**TESTO DI PARTENZA**
▶

All’alba dell’esplorazione delle profondità marine, a partire da metà degli anni Sessanta, Sylvia Earle è stata una delle prime a indossare i moderni equipaggiamenti per i viaggi subacquei. Le sue ricerche scientifiche sono partite dalle alghe marine dietro casa, nel Golfo del Messico, in Florida, e l’hanno portata in Cina, alle Bahamas, alle Galapagos, nell’Oceano Indiano. Nel 1968, in immersione solitaria con il sommergibile Deep Diver, ha raggiunto i 1.000 metri di profondità. Nel 1970 ha vissuto per due settimane a 15 metri sotto il livello del mare con tre colleghe. Nel 1979 ha camminato sul fondo marino nei dintorni delle isole Hawaii, a 381 metri di profondità, esplorando autonomamente il fondale grazie a una muta speciale.
Tra il 1990 e il 1992 è stata chief scientist (la prima donna chief scientist) della National Oceanic and Atmospheric Administration (NOAA). Dal 1998 è explorer-in-residence (la prima donna explorer-in-residence) della National Geographic Society. (E come non manca di ripetere ogni articolo a lei dedicato: Earle è stata ribattezzata “Sua profondità" da New Yorker e New York Times, “Leggenda vivente" dalla Biblioteca del Congresso, “Eroina del pianeta” da Time).
La prima volta che ho letto una sua dichiarazione era qualche anno fa, quando trovai online una vecchia intervista al Washington Post dove lei diceva: “Le canzoni degli anni Sessanta sono incredibilmente più belle di quelle degli anni Settanta”. Parlava delle canzoni delle balene, però, non di quelle umane.
[ride] È vero. La complessità del canto delle balene un tempo era, anche alle nostre orecchie, più melodiosa, semplicemente più bella, di ciò che poi sarebbe diventata dovendo competere con tutti gli altri suoni che immettiamo nell’oceano. I primi a osservarlo furono Roger Payne e Katy Payne, due ricercatori che hanno studiato il comportamento delle balene e il loro canto basandosi su decenni di ascolto. Erano dispiaciuti nel dover ammettere che le osservazioni erano diventate meno complesse. Chissà che cosa è bello per loro, per le balene, ma per noi i loro canti erano diventati meno armoniosi.

◀

**ELENCO DELLE VOCI**

▶

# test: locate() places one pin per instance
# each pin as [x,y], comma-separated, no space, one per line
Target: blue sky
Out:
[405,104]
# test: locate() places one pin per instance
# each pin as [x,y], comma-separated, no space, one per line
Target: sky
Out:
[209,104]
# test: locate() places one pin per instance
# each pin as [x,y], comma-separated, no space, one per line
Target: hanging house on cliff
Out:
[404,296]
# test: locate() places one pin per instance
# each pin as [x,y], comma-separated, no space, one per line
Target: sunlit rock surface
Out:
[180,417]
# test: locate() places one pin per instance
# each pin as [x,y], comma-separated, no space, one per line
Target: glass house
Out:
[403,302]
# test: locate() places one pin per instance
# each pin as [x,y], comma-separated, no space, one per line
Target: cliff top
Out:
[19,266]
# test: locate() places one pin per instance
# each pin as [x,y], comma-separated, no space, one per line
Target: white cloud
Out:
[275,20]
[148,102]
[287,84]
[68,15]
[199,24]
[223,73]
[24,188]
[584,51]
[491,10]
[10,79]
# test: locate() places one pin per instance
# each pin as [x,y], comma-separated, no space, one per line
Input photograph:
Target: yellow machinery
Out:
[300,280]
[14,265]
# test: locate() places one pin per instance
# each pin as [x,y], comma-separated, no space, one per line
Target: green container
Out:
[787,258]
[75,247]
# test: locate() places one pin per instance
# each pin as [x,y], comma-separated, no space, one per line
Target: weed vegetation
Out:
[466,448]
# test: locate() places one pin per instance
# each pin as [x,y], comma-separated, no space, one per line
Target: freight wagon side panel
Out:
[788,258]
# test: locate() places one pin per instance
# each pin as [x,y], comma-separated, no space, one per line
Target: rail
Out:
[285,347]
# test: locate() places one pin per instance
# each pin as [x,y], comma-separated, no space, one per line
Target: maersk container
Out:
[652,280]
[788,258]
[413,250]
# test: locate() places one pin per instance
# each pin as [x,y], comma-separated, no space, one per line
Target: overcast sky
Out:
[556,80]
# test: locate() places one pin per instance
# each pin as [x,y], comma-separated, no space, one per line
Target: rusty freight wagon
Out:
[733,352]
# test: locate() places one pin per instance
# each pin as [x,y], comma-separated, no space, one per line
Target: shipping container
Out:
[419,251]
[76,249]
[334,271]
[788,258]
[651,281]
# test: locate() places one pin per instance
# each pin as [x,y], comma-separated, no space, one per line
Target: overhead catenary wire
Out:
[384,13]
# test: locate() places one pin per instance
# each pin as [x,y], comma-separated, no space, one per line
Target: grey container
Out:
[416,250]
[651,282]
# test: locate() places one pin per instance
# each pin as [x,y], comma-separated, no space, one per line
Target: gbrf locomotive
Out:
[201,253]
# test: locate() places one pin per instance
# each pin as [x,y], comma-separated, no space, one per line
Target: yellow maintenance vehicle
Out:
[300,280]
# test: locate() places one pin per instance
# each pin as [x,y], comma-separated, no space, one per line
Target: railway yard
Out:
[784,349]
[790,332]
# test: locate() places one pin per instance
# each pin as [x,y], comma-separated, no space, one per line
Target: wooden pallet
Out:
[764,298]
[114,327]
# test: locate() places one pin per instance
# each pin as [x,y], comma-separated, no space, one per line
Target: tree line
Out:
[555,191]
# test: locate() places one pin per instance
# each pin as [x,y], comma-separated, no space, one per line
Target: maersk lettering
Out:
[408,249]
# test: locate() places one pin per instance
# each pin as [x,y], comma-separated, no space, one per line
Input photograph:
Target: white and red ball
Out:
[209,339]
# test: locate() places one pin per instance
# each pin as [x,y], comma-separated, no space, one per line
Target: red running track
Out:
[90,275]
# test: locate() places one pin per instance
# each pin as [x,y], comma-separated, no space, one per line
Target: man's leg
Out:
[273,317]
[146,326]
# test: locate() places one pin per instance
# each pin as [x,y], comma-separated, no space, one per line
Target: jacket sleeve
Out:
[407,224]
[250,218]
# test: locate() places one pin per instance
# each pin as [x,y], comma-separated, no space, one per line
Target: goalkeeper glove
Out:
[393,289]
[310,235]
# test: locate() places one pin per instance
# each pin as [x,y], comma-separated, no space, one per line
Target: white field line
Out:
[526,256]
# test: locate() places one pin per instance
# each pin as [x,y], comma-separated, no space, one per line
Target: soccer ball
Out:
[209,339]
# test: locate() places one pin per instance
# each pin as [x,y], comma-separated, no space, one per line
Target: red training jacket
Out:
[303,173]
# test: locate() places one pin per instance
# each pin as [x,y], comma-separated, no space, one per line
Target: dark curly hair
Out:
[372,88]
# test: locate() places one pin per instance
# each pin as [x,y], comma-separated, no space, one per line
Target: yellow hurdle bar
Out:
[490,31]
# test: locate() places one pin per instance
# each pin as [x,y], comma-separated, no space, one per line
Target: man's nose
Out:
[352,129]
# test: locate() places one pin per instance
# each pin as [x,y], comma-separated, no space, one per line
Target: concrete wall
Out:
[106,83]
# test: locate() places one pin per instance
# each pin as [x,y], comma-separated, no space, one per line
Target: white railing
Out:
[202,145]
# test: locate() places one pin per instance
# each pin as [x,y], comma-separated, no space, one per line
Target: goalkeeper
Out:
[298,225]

◀

**CONSEGNA 1**
Indica se ciascuna affermazione concorda con il testo su Sylvia Earle, rispondendo sì o no e citando le parole del testo che lo stabiliscono. (a) Nel 1968 Earle raggiunse da sola i 1.000 metri di profondità. (b) Nel 1970 Earle visse per un mese sotto il livello del mare. (c) La rivista Time l'ha chiamata "Leggenda vivente".
**CONSEGNA 2**
Elenca tutti i luoghi in cui, secondo il testo su Sylvia Earle, l'hanno portata le sue ricerche scientifiche partite dal Golfo del Messico.
**CONSEGNA 3**
Trascrivi dal testo su Sylvia Earle il passo che va da “All’alba dell’esplorazione delle” fino a “una muta speciale.” incluso.

**SOLUZIONE 1**
(a) Sì: "Nel 1968, in immersione solitaria con il sommergibile Deep Diver, ha raggiunto i 1.000 metri di profondità."
(b) No: "Nel 1970 ha vissuto per due settimane a 15 metri sotto il livello del mare con tre colleghe."
(c) No: "“Leggenda vivente" dalla Biblioteca del Congresso, “Eroina del pianeta” da Time"

**SOLUZIONE 2**
Cina, Bahamas, Galapagos, Oceano Indiano.

**SOLUZIONE 3**
All’alba dell’esplorazione delle profondità marine, a partire da metà degli anni Sessanta, Sylvia Earle è stata una delle prime a indossare i moderni equipaggiamenti per i viaggi subacquei. Le sue ricerche scientifiche sono partite dalle alghe marine dietro casa, nel Golfo del Messico, in Florida, e l’hanno portata in Cina, alle Bahamas, alle Galapagos, nell’Oceano Indiano. Nel 1968, in immersione solitaria con il sommergibile Deep Diver, ha raggiunto i 1.000 metri di profondità. Nel 1970 ha vissuto per due settimane a 15 metri sotto il livello del mare con tre colleghe. Nel 1979 ha camminato sul fondo marino nei dintorni delle isole Hawaii, a 381 metri di profondità, esplorando autonomamente il fondale grazie a una muta speciale.